EXERCISE DATA:
[Start]

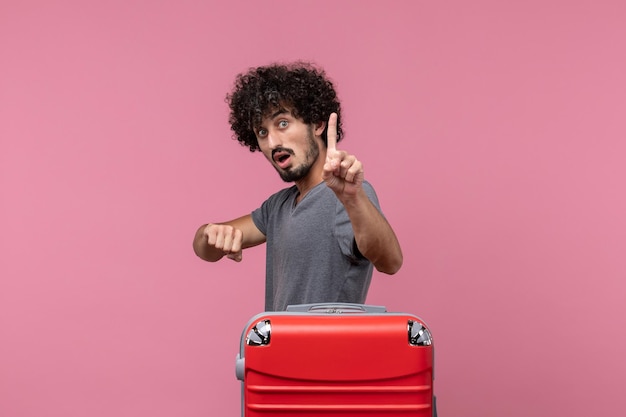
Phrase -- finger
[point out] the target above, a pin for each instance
(235, 256)
(332, 132)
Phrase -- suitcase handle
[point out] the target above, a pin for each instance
(336, 308)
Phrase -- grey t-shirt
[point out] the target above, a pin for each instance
(311, 252)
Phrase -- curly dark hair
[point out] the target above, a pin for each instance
(300, 87)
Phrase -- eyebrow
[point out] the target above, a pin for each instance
(278, 113)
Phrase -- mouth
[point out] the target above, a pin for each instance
(282, 158)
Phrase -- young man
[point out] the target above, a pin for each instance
(325, 233)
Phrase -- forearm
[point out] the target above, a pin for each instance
(374, 236)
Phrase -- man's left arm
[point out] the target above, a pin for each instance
(375, 239)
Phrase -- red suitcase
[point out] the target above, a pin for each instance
(336, 360)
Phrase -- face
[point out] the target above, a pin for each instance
(289, 144)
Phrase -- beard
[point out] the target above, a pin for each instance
(293, 174)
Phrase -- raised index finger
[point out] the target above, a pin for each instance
(332, 132)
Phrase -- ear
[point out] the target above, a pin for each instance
(319, 128)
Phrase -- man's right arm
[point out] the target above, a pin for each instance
(213, 241)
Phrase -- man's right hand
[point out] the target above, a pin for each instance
(225, 238)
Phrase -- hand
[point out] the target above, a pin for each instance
(343, 173)
(226, 238)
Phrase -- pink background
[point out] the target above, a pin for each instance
(494, 132)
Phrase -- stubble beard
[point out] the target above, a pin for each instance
(302, 170)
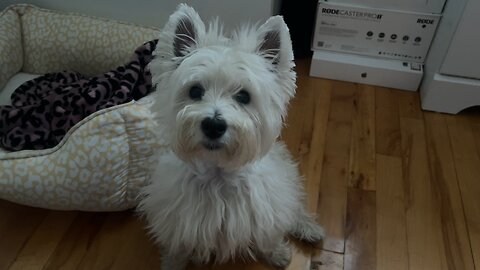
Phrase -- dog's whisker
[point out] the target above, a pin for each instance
(226, 188)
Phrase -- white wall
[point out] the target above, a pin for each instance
(155, 12)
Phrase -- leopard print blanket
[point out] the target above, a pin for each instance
(45, 108)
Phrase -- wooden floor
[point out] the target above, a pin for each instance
(395, 188)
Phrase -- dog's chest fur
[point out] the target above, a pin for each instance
(208, 212)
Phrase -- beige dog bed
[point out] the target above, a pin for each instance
(102, 161)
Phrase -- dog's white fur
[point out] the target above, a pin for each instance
(242, 199)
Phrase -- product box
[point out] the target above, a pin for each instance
(367, 70)
(429, 6)
(380, 33)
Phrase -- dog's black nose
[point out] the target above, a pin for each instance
(214, 128)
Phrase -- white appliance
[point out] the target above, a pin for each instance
(374, 32)
(376, 42)
(367, 70)
(452, 69)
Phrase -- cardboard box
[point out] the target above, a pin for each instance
(379, 33)
(430, 6)
(367, 70)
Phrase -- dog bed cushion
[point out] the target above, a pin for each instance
(102, 162)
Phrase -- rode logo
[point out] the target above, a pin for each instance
(352, 13)
(425, 21)
(330, 11)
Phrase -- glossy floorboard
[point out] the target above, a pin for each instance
(395, 188)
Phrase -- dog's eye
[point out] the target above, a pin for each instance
(196, 92)
(242, 97)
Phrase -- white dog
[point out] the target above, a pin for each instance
(227, 188)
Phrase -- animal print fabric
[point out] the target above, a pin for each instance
(102, 162)
(100, 165)
(44, 109)
(55, 41)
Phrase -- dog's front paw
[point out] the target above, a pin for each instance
(174, 263)
(309, 231)
(279, 258)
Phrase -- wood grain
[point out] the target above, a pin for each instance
(392, 249)
(333, 185)
(43, 242)
(394, 187)
(467, 162)
(424, 236)
(361, 231)
(444, 179)
(362, 145)
(17, 224)
(387, 124)
(77, 241)
(327, 260)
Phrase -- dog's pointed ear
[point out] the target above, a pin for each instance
(185, 28)
(274, 43)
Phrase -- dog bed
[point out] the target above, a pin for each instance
(101, 162)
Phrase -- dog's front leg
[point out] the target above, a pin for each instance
(307, 229)
(279, 257)
(174, 262)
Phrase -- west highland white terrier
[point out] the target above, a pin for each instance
(227, 188)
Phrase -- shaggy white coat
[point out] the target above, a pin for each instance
(240, 200)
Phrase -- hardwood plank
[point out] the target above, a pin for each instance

[End]

SET TASK:
Rewrite every one of the items above with "a pin for each instance" changed to "one pin per instance" and everything else kept the same, leaving the pictures out.

EXERCISE SOLUTION:
Phrase -- finger
[point out] the target above, one pin per instance
(235, 256)
(332, 132)
Phrase -- suitcase handle
[point out] the target above, one pin per instance
(336, 308)
Phrase -- grey t-shirt
[point out] the target above, one pin per instance
(311, 252)
Phrase -- curly dark hair
[point out] the target above, one pin per instance
(300, 87)
Phrase -- eyebrow
[point out] the target above, one pin per instance
(278, 113)
Phrase -- mouth
[point out] the target above, one pin per instance
(282, 158)
Phrase -- young man
[point out] the target above, one pin per instance
(325, 233)
Phrase -- forearm
[point out] the target above, one pin per instance
(374, 236)
Phrase -- man's left arm
[point out] the target above, one pin per instance
(375, 239)
Phrase -- red suitcase
[point out] the target above, one pin per instance
(336, 360)
Phrase -- face
[point out] the target above, one pin per instance
(289, 144)
Phrase -- beard
[point out] the target above, one pin per instance
(293, 174)
Phrase -- raised index finger
[point out] the target above, one pin per instance
(332, 132)
Phrase -- ear
[point out] the target above, one pin per instance
(319, 128)
Phrase -- man's right arm
[point out] the target above, one pin per instance
(213, 241)
Phrase -- man's right hand
[point out] the target above, one pin per instance
(225, 238)
Phrase -- hand
[point out] the target above, one pin per instance
(343, 173)
(226, 238)
Phrase -- pink background
[point out] the target above, one pin per instance
(494, 132)
Phrase -- stubble beard
[point out] the target above, one pin per instance
(302, 170)
Phrase -- dog's whisker
[point out] the target above, one pin per instance
(226, 188)
Phrase -- white wall
[point out] the target above, one pin per instance
(155, 12)
Phrase -- leopard print blanket
[point out] the target above, one pin per instance
(45, 108)
Phrase -- wooden floor
[point out] the target above, one pin per instance
(395, 188)
Phrase -- dog's chest fur
[point out] the target above, one pin per instance
(208, 212)
Phrase -- beige dog bed
[point out] the target above, one pin per instance
(102, 161)
Phrase -- dog's white fur
[point out] the target above, one pin per instance
(242, 199)
Phrase -- product box
[point out] the target above, one pin per instance
(367, 70)
(429, 6)
(380, 33)
Phrase -- dog's black nose
[point out] the target above, one pin per instance
(214, 128)
Phrase -- white appliance
[point out] the target above, one pin per instance
(374, 32)
(376, 42)
(367, 70)
(452, 69)
Phrase -- cardboard box
[point out] the target above, one pin per instance
(379, 33)
(430, 6)
(367, 70)
Phrase -- dog bed cushion
[point out] the target above, one pin per instance
(102, 162)
Phrase -- rode logo
[point out] the target above, one pin per instance
(352, 13)
(425, 21)
(330, 11)
Phrase -- glossy floorboard
[point out] the target above, one pin per instance
(395, 188)
Phrase -- dog's eye
[point out] the target above, one pin per instance
(196, 92)
(242, 97)
Phrase -- white dog
[point out] the target above, one pin per instance
(227, 188)
Phrase -- animal print fabric
[point out] the target above, one pin per instance
(102, 162)
(100, 165)
(44, 109)
(55, 41)
Phrase -- dog's front paw
[point out] the target above, one pin per instance
(174, 263)
(309, 231)
(279, 258)
Phrase -- wood grain
[point out] the target above, one pin per instance
(392, 249)
(333, 185)
(43, 242)
(394, 187)
(467, 162)
(424, 236)
(361, 231)
(444, 179)
(362, 145)
(17, 224)
(387, 124)
(77, 241)
(327, 260)
Phrase -- dog's pointed ear
[point out] the target above, one pin per instance
(185, 28)
(274, 43)
Phrase -- dog bed
[point out] the target above, one pin per instance
(101, 162)
Phrase -- dog's front leg
[point out] the target above, one pin per instance
(307, 229)
(279, 257)
(174, 262)
Phrase -- west highland white terrier
[point out] the target above, one pin per instance
(227, 188)
Phrase -- shaggy white coat
[point out] the target above, one pin per instance
(240, 200)
Phrase -- hardwood plank
[point out] the target above, one pin per instance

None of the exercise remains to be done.